**閱讀節選**.
==================================================

郭林林
(廣州美術學院 科研創作處,廣東 廣州 510261)
西洋畫在中國的傳播可以追溯至明代萬歷年間來華傳教的西方傳教士。萬歷七年(1579)耶穌會士羅明堅來到廣州,兩年后(1581)利瑪竇在廣州開始傳教,同時也帶來了圣母和救世主的畫像等油畫作品。早在萬歷二十八年(1600)意大利耶穌會傳教士利瑪竇入京覲見神宗皇帝并呈獻圣像油畫,在給神宗的上表中云:“謹以天主像一幅,天主母像二幅,天主經一本,珍珠鑲嵌十字架一座,報時鐘兩架,萬國圖志一冊,雅琴一張,奉獻于御前。物雖不腆,然從極西貢來,差足異耳。”(1)韓琦等校注:《熙朝崇正集熙朝定案》卷二·貢獻與方物疏,北京:中華書局,2006年,第20頁。這在中西文化交流史和中國美術史上都是一個重要的歷史事件,也是西洋畫最早傳入中國的官方文獻記載。而澳門被葡萄牙租借后,西洋畫亦隨之傳播至澳門,至今在新會博物館仍保存有一幅清代之前的油畫《木美人》(圖1)。入清之后,傳教士郎世寧自康熙五十四年(1715)被召入宮充任宮廷畫師,使用中國畫具、顏料和紙張,以西洋畫技法來繪制寫實逼真的繪畫作品,被稱為海西畫法。延至18世紀中葉,廣州作為中國唯一通商口岸,以西洋畫法描繪中國風景的外銷畫興起,畫師努力學習模仿西洋畫技法和風格,其中較著名者有林呱等廣州畫家,他們都曾于國外學習過西洋畫技法。據《續南海縣志》載:“關作霖,字蒼松,江浦司竹徑鄉人。少家貧,思托業以謀生,又不欲執藝居人下,因附海舶遍游歐美各國,喜其油畫傳神,從而學習。學成而歸,設肆羊城,為人寫真,栩栩欲活,見者無不詫嘆。時在嘉慶中葉,此技初入中國,西人亦驚以為奇,得未曾有云。”(2)《續南海縣志》,卷二十一,列傳。也因為此,西洋畫開始在廣州地區傳播,廣州各級官員、行商熱衷于邀請畫師用西洋畫技法為他們繪制肖像以留存。

==================================================

**作業說明**.
接著上面講西洋畫傳入中國的節選往下寫,從它的最後一句之後寫起。

**所示資料**.
==================================================

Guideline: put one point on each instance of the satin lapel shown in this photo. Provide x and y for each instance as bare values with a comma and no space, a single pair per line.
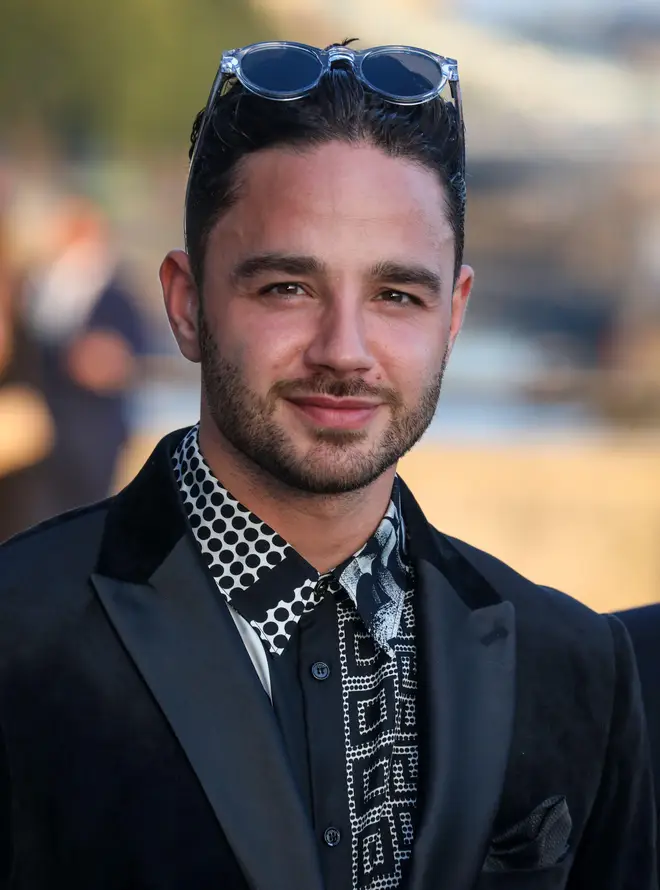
185,644
467,700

==================================================

**練習作答**.
圖1 油畫《木美人》,明末時期創作,廣東新會博物館收藏
雖西洋畫早在清代中期就已經傳入廣州,但直至20世紀20年代廣州真正的西洋畫教育依然是一片空白,西洋畫教育主要是教授以放大尺來描繪臨摹擦炭肖像畫和臨摹風景畫。據藝術家吳婉描述廣州當時的西洋畫教育狀況:“作為西洋畫的形式而出現的,在市上就有所謂西法寫相之流,什么美術寫真館等,就是除了舊有的‘大座裝真’之外,兼寫擦炭粉的肖像,那是以放大尺——即如現在自稱寫真的畫家所用的放大尺,從照片上把人的尊容放在紙上,然后拿蘸著碳粉的毛筆,慢慢對準照相上的光暗擦成的……擦肖像之外,還擦一些風景,也是從風景的照片上搬過來的。”[1]當時廣州的西洋畫教育即是如此,然放眼全國也是一樣,留學日本學習西洋畫歸來的胡根天對當時的西畫教育狀況了如指掌,他在民國晚期所作的《西洋繪畫在中國的發展》一文中回顧了當時全國西畫教育的發展情況:“說起國內的藝術教育,民國初年間,國人還不曉西洋繪畫應該怎樣學習,在上海、廣州等大都市,醉心西方藝術的青年,他們所謂學習西洋繪畫,最得意的玩意,便是找尋外國來的印刷畫片開始臨摹,或將攝影像片放大用炭粉照樣擦寫……上海方面,也和廣州幼稚到同樣可憐。現在上海美專的前身,就是民國二年由劉季芳(海粟)、烏始光(已故)、張聿光幾位先生創辦的上海圖畫美術院也一樣教學生臨摹稿本或寫些照像用的背景。民國四年的春季,陳抱一短期留學日本白馬會第一次歸國(翌年再東渡,才入東京美術學校,民國十年畢業后第二次歸國)。他在上海辦了一間東方畫會教學生寫畫,據說開始用木炭條寫石膏模型了,這算是得風氣之先。”(3)胡根天:《西洋繪畫在中國的發展》,原載于1947年11月1日《中山日報·藝術周》,轉引自廣州市文史研究館編《胡根天文集》,2002年,第103頁。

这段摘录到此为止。